_BRIEF 1:_
Could you write out the entries again, starting at the line containing "snowy slope, one" and ending at the end of the entries, swapping "snowy" for "frosty" and leaving everything else unchanged?

_TEXT SECTION:_
↓

With the below code I'm trying to do the above, but for all the folders in a specific directory. When I run this, I get "Tab C.pdf" files appearing correctly, but I'm unable to open them.

import PyPDF2
import os
Path = '/Users/jlaw/Desktop/Testing/'
folders = os.listdir(Path)
def pdf_merge(filelist, foldername):
    pdfMerger = PyPDF2.PdfFileMerger()
    for file in filelist:
        if file.endswith('.pdf'):
            pdfMerger.append(Path+foldername+"/"+file)
        pdfOutput = open(Path+foldername+'/Tab C.pdf', 'wb')
        pdfMerger.write(pdfOutput)
        pdfOutput.close()
for folder in folders:
    pdf_merge(Path+'/'+folder, folder)`

I'm using Python Version: 3.8

The Tab C.pdf files are only 1kb in size. When I try and open with Adobe Acrobat, a pop up says, "There was an error opening this document. This file cannot be opened because it has no pages. If I try Chrome, it will open, but it's just an empty PDF, and with Edge (Chromium based) it says, 'We can't open this file. Something went Wrong"

Any pieces of advice or hints are much appreciated.

↑

_INPUT MATERIAL:_
↓

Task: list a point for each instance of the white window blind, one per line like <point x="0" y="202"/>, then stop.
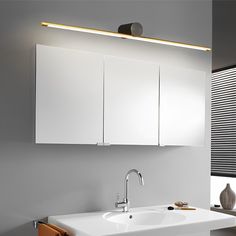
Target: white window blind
<point x="223" y="122"/>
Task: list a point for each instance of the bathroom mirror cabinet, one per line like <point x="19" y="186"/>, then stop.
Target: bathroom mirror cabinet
<point x="88" y="98"/>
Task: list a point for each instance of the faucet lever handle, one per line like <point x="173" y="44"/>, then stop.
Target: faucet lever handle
<point x="118" y="197"/>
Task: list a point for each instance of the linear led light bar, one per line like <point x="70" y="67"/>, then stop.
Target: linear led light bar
<point x="125" y="36"/>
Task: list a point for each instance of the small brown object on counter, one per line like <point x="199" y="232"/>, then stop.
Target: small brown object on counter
<point x="181" y="204"/>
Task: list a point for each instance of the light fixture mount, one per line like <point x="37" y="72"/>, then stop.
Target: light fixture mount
<point x="134" y="29"/>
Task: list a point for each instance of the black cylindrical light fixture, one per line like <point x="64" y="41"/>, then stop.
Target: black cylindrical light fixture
<point x="134" y="29"/>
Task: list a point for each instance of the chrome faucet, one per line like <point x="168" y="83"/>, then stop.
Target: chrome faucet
<point x="125" y="204"/>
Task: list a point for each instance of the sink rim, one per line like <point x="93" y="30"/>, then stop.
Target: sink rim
<point x="111" y="217"/>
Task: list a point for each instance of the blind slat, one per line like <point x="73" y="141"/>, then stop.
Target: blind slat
<point x="223" y="126"/>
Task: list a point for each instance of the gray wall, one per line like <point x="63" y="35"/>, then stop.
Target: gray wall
<point x="224" y="34"/>
<point x="41" y="180"/>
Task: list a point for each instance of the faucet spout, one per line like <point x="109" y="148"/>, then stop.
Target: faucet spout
<point x="125" y="203"/>
<point x="141" y="182"/>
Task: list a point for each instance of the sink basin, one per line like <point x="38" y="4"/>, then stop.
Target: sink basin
<point x="144" y="218"/>
<point x="143" y="221"/>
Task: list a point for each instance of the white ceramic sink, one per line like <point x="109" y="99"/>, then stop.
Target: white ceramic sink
<point x="143" y="221"/>
<point x="144" y="218"/>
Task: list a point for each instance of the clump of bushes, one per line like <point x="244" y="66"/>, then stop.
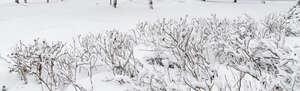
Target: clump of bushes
<point x="201" y="54"/>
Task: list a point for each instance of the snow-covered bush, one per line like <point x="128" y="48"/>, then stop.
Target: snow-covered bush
<point x="49" y="63"/>
<point x="200" y="54"/>
<point x="200" y="45"/>
<point x="293" y="18"/>
<point x="112" y="48"/>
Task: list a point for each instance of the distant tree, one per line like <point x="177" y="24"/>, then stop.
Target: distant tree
<point x="18" y="2"/>
<point x="115" y="3"/>
<point x="151" y="4"/>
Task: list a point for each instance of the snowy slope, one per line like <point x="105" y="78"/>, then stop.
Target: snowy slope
<point x="64" y="20"/>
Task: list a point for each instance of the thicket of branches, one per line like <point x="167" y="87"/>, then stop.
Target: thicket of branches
<point x="200" y="54"/>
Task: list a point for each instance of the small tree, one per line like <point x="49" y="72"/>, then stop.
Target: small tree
<point x="151" y="4"/>
<point x="115" y="3"/>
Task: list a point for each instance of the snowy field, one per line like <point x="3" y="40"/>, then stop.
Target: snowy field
<point x="62" y="21"/>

↑

_BRIEF 2:_
Can you carry on the forum post about merging PDF files with PyPDF2 from where it stops?

_TASK OUTPUT 1:_
Task: list a point for each instance of the frosty slope, one per line like <point x="105" y="78"/>, then stop.
Target: frosty slope
<point x="64" y="20"/>
Task: list a point for each instance of the thicket of branches, one per line like <point x="167" y="87"/>, then stop.
Target: thicket of branches
<point x="200" y="54"/>
Task: list a point for each instance of the small tree, one per line like <point x="49" y="72"/>, then stop.
Target: small tree
<point x="151" y="4"/>
<point x="115" y="3"/>
Task: list a point for each instance of the frosty field, one per line like <point x="3" y="40"/>, then stop.
Target: frosty field
<point x="62" y="21"/>

_TASK OUTPUT 2:_
Solution

  • The below works. I'm not experienced enough yet to know why this is works, while the above doesn't.

    import PyPDF2
    import os
    Path = 'C:/Users/jlaw/Desktop/Testing/'
    folders = os.listdir(Path)
    pdfMerger = PyPDF2.PdfFileMerger()
    def pdf_merge(filelist): #Changed to just one argument
        pdfMerger = PyPDF2.PdfFileMerger()
        for file in os.listdir(filelist): #added os.listdir()
                if file.endswith('.pdf'):
                    pdfMerger.append(filelist+'/'+file) #replaced Path+foldername with filelist
        pdfOutput = open(Path+folder+'/Tab C.pdf', 'wb') #Moved back one tab to prevent infinite loop
        pdfMerger.write(pdfOutput) #Moved back one tab to prevent infinite loop
        pdfOutput.close() #Moved back one tab to prevent infinite loop
    for folder in folders:
        pdf_merge(Path+folder)` #Removed redundant + "/"